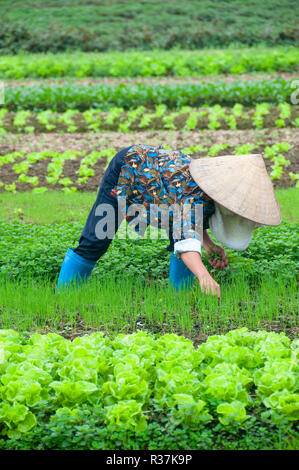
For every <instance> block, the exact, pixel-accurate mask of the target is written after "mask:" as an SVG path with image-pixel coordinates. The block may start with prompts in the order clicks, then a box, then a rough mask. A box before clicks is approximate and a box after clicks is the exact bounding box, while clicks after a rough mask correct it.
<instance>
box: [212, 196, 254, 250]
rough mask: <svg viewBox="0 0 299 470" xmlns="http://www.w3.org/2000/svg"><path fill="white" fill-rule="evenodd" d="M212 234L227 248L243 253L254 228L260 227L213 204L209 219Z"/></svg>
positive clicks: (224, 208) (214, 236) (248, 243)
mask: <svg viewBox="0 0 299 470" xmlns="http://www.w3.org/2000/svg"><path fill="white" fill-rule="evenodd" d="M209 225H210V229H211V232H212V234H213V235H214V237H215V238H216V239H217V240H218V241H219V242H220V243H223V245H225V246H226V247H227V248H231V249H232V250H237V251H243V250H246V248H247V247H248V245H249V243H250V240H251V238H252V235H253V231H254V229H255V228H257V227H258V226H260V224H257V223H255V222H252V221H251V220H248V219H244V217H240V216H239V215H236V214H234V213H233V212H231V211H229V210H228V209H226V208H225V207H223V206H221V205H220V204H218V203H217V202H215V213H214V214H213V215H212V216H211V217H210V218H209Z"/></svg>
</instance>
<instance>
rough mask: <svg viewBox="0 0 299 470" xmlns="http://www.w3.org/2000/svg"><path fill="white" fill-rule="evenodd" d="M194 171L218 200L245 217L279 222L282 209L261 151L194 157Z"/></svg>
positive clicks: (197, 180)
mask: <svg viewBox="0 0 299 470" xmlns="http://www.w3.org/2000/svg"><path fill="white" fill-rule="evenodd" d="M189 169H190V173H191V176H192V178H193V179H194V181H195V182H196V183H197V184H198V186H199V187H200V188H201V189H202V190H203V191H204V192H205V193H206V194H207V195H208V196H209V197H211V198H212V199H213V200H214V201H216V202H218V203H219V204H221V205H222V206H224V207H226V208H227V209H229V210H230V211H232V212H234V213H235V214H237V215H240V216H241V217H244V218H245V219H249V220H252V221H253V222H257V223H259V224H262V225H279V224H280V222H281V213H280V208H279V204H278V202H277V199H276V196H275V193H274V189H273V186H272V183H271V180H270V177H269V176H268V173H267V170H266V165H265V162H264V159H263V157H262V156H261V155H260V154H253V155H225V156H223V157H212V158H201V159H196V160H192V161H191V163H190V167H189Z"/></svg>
--
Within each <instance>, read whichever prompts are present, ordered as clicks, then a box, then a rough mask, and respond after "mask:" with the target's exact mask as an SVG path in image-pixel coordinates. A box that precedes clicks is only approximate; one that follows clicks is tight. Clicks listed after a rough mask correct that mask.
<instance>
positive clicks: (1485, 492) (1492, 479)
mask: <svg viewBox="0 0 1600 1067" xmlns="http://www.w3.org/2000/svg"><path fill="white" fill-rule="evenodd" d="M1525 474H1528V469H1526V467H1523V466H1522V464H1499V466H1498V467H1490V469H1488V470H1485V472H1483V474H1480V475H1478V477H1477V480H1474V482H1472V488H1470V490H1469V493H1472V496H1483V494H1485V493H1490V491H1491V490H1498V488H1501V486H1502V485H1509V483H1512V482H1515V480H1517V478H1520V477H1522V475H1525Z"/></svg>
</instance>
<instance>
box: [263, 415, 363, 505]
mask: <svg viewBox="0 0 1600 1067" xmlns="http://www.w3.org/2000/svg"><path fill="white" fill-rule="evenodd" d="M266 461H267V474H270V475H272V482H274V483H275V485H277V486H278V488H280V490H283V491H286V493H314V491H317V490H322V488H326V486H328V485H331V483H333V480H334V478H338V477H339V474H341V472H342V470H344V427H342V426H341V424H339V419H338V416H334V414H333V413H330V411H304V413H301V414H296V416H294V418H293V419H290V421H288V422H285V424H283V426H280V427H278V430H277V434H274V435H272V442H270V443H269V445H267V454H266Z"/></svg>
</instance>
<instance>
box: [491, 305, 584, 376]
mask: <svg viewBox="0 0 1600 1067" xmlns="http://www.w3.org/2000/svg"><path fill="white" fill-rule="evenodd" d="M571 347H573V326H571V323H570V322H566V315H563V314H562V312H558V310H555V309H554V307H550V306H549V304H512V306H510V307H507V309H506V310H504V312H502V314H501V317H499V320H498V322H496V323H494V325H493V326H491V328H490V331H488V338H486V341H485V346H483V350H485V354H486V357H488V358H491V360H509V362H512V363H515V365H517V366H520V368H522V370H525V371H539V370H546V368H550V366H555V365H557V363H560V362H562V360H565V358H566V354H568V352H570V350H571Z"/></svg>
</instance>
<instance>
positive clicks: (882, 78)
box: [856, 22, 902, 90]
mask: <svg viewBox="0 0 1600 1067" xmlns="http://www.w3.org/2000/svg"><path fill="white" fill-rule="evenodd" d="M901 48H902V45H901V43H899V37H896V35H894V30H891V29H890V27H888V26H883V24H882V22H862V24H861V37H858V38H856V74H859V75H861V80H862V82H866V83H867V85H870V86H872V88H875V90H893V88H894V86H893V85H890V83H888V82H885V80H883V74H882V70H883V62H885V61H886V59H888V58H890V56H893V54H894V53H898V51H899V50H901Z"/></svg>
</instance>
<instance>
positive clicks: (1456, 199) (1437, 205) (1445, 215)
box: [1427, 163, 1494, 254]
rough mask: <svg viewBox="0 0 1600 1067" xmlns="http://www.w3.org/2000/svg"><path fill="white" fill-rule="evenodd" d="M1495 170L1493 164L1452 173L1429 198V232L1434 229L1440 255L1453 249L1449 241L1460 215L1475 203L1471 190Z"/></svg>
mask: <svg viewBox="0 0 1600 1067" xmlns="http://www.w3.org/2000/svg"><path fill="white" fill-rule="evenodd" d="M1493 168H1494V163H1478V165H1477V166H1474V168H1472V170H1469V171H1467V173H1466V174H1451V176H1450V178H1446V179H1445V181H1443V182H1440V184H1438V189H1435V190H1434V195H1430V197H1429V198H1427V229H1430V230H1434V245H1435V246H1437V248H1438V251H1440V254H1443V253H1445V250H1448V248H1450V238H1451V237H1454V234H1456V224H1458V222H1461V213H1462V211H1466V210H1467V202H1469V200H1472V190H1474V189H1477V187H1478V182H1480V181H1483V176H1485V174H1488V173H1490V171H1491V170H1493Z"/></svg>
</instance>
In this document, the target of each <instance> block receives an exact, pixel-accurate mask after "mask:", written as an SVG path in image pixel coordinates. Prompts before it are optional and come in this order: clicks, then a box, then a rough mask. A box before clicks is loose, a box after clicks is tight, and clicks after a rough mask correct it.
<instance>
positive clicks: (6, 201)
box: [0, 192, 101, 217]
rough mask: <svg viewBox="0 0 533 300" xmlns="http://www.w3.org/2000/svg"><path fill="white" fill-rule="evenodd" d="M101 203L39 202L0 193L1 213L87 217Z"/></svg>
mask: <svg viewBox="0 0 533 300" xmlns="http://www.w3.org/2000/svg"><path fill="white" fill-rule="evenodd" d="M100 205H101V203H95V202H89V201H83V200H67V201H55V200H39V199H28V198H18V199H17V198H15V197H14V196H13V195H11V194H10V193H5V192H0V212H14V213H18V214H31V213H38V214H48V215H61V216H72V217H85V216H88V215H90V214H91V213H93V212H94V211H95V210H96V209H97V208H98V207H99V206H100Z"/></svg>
--
**WHAT IS EXPECTED:** Show each line of the data above that contains the word "then".

**ANSWER BELOW:**
For every <instance> block, the exact, pixel-accurate mask of the target is written after "mask:" as an SVG path with image-pixel coordinates. The block may start with prompts in the order clicks, then a box, then a rough mask. A box before clicks is approximate and a box after clicks is the exact bounding box, while clicks after a rough mask correct it.
Within each <instance>, read whichever prompts are present, ordered as clicks, then a box, then a rough mask, and respond after "mask:" with the target's exact mask as an SVG path in image-pixel coordinates. A box that precedes clicks is only approximate; one that follows clicks is tight. Clicks listed after a rough mask correct that mask.
In this document, the target of each <instance> block receives an exact, pixel-accurate mask after "mask:", written as an SVG path in image pixel coordinates. Prompts before it are optional and come in this order: clicks, then a box, then a rough mask. A box before clicks is loose, a box after clicks is tight, and clicks after a rough mask correct it.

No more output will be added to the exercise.